DATASET ENTRIES:
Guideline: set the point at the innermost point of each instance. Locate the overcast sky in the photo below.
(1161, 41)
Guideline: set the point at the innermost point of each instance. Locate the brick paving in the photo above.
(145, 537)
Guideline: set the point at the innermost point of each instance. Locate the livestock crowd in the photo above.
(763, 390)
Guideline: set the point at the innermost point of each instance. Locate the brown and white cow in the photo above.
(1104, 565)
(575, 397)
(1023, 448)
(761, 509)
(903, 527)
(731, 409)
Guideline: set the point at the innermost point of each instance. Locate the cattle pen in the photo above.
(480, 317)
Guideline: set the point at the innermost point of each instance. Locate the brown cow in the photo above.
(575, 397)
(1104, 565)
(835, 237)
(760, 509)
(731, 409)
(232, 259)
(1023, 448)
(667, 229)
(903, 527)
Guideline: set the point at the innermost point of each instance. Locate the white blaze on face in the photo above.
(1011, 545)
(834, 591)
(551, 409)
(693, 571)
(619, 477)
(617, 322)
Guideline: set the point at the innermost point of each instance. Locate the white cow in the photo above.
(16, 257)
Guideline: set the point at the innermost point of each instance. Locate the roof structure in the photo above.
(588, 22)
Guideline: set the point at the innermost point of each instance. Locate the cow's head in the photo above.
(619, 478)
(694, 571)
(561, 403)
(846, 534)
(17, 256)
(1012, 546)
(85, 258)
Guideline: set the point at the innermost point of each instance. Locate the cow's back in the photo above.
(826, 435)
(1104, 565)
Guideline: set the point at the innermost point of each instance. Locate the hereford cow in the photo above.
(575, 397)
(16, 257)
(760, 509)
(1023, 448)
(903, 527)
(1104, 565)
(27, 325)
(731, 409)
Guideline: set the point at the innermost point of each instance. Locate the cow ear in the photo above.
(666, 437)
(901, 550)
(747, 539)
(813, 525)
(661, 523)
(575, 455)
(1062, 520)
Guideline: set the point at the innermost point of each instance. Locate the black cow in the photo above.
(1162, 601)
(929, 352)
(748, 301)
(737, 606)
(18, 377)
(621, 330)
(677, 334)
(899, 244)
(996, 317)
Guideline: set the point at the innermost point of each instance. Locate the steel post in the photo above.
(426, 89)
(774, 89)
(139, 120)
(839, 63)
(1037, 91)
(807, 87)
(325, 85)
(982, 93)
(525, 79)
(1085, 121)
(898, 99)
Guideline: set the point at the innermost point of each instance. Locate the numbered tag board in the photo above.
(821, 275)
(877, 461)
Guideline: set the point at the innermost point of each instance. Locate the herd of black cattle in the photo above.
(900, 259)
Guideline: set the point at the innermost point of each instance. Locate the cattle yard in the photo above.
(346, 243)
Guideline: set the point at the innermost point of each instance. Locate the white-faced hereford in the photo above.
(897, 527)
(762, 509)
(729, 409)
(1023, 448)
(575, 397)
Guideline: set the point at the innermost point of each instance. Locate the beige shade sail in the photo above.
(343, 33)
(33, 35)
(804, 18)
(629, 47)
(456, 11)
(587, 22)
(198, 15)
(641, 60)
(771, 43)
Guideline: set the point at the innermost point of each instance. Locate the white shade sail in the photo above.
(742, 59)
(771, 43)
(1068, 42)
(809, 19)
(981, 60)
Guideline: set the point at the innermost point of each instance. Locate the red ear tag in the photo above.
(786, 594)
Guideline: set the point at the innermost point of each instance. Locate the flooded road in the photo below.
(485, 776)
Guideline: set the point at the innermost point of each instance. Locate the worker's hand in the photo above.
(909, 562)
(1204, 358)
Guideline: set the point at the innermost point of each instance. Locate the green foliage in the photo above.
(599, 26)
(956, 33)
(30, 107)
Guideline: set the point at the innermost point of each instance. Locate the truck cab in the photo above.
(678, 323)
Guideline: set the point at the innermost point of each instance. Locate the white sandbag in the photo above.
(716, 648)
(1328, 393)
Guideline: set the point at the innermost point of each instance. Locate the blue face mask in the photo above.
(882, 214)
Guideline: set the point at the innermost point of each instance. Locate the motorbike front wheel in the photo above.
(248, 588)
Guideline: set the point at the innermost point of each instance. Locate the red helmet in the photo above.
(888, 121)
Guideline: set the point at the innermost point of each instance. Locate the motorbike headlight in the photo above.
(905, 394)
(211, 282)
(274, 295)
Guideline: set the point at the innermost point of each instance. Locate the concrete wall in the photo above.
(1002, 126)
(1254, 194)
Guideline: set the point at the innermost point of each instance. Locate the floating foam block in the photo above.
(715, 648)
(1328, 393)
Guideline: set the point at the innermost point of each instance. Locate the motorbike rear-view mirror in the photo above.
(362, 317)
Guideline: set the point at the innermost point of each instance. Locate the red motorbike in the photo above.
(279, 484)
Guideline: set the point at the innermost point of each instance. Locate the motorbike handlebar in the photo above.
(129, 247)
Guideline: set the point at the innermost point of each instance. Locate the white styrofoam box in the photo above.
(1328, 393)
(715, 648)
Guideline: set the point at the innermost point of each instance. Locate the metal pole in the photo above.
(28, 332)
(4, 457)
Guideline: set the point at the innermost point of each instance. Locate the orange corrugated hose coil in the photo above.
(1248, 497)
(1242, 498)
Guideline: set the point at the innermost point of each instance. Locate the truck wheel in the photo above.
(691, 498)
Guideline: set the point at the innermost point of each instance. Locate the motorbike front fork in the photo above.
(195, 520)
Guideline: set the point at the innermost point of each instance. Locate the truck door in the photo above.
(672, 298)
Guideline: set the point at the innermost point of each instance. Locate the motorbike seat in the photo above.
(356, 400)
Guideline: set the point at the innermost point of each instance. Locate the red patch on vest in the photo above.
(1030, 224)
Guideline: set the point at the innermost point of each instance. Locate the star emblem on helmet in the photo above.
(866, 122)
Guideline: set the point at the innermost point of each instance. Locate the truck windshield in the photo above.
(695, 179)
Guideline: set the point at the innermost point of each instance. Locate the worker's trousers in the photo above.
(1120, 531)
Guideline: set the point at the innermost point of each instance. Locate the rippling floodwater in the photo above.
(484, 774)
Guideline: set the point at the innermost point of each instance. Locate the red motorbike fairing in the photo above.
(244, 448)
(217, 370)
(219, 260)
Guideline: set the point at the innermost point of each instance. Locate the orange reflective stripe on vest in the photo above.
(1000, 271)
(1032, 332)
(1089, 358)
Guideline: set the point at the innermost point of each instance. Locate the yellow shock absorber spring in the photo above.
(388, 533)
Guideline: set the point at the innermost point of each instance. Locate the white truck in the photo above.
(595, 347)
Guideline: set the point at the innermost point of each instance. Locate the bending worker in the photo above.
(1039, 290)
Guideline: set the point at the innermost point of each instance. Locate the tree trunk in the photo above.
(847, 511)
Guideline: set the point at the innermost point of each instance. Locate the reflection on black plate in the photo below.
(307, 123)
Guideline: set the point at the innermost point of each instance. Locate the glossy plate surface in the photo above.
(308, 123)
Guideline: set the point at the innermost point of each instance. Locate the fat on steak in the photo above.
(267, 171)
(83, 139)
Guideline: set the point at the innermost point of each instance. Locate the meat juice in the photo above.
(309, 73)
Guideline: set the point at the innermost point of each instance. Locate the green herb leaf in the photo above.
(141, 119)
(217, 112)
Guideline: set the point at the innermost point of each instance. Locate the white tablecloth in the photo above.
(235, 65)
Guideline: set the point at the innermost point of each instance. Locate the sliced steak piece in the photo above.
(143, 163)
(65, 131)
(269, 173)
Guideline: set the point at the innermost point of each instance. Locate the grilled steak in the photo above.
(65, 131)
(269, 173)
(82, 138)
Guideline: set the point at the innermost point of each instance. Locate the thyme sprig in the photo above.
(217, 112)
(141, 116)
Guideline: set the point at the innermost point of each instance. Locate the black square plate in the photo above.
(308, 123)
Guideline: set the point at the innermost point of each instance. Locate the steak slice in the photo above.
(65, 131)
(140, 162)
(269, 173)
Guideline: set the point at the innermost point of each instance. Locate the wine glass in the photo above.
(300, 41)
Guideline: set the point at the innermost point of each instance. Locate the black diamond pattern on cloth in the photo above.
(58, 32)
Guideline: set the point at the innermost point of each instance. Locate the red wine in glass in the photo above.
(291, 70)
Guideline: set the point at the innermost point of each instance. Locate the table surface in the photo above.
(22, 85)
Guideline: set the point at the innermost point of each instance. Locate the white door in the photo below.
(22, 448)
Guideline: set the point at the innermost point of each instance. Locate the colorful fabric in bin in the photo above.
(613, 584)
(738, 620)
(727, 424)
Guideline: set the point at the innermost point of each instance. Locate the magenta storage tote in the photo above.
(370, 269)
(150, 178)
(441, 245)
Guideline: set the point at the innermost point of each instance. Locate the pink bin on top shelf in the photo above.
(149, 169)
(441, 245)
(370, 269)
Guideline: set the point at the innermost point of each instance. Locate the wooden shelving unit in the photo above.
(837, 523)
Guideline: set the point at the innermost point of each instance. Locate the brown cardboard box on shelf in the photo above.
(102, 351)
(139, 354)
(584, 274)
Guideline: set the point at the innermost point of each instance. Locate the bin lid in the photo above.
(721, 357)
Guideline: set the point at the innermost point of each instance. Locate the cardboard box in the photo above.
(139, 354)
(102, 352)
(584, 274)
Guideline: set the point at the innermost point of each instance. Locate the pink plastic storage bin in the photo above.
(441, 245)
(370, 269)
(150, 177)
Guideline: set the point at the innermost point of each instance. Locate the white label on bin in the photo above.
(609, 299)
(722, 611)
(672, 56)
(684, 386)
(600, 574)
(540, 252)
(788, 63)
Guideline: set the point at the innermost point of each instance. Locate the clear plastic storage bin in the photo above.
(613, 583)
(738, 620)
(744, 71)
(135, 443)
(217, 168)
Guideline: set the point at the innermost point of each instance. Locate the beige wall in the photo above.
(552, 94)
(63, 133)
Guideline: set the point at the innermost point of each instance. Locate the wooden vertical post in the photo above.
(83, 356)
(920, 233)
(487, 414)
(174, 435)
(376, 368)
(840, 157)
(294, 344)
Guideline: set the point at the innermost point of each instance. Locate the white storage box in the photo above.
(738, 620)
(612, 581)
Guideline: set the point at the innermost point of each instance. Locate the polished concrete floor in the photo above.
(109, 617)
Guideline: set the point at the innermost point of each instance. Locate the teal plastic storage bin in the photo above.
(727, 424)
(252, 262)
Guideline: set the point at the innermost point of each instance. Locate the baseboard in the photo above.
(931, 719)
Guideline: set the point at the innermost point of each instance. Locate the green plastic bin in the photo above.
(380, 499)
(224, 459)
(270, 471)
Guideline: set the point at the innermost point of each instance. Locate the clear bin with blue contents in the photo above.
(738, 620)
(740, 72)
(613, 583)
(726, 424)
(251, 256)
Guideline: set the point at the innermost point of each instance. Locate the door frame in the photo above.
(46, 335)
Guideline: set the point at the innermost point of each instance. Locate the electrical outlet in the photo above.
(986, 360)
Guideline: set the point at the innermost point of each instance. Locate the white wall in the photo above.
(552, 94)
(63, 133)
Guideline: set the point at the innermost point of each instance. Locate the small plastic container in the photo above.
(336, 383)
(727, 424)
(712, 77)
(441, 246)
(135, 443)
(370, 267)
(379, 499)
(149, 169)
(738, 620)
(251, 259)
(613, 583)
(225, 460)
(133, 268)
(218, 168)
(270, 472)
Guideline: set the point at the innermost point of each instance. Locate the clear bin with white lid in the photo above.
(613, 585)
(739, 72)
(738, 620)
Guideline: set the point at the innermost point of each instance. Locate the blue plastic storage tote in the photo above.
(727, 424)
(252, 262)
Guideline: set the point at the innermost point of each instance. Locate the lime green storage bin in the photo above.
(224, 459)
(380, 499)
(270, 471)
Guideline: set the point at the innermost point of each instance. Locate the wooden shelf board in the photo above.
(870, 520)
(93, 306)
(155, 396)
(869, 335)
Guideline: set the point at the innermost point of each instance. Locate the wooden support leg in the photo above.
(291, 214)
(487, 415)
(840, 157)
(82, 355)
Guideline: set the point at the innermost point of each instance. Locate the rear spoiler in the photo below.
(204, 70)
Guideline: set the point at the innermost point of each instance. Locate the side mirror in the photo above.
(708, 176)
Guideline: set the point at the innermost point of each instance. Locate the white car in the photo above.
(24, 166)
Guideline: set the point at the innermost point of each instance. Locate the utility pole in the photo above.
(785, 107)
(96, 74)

TASK STATEMENT: Output the line holding "baseboard in the photo above.", then every later line through the end of the records above, exactly as given and nothing else.

TASK RESULT:
Guideline: set the point at the innermost point of each instance. Locate the baseboard in the photo above.
(931, 719)
Guideline: set the point at the innermost point of each instance. Locate the green plastic bin in the photo above.
(380, 499)
(224, 459)
(270, 471)
Guideline: set the point at the innermost point of each instance. Locate the clear bin with blue contents in the photo above.
(738, 620)
(740, 72)
(613, 583)
(726, 424)
(251, 256)
Guideline: set the point at the innermost point of each instance. Locate the door frame in the photo above.
(46, 335)
Guideline: set the point at the innermost point of each instance. Locate the electrical outlet in the photo above.
(986, 360)
Guideline: set the point at the innermost point of each instance. Locate the white wall in the photo above.
(552, 94)
(63, 133)
Guideline: set the point at the innermost point of each instance. Locate the small plastic container in the photo above.
(336, 383)
(727, 424)
(712, 77)
(441, 246)
(135, 443)
(370, 267)
(379, 499)
(149, 169)
(738, 620)
(251, 259)
(613, 583)
(225, 460)
(133, 268)
(218, 168)
(270, 472)
Guideline: set the point at the innermost point of each instance. Locate the clear bin with white lid in the photo above.
(613, 585)
(739, 72)
(738, 620)
Guideline: set the point at the innermost point of each instance. Locate the blue plastic storage tote in the photo above.
(727, 424)
(252, 262)
Guideline: set the point at the innermost point of each instance. Locate the lime green storage bin in the photo above.
(224, 459)
(380, 499)
(270, 471)
Guideline: set the point at the innermost point of each instance. Locate the wooden shelf board in the photo above.
(870, 520)
(93, 306)
(155, 396)
(869, 335)
Guideline: set the point at the innermost point of each instance. Locate the wooden support leg in the photo above.
(291, 214)
(487, 415)
(840, 157)
(82, 355)
Guideline: set the point at the innermost point of each instance. Locate the rear spoiler in the photo below.
(204, 70)
Guideline: set the point at the innermost point of each instance. Locate the side mirror in the photo above.
(708, 176)
Guideline: set the point at the innermost point of each instance. Locate the white car in the photo above.
(24, 166)
Guideline: set the point at the innermost point of each instance. Locate the utility pole in the photo above.
(785, 107)
(96, 74)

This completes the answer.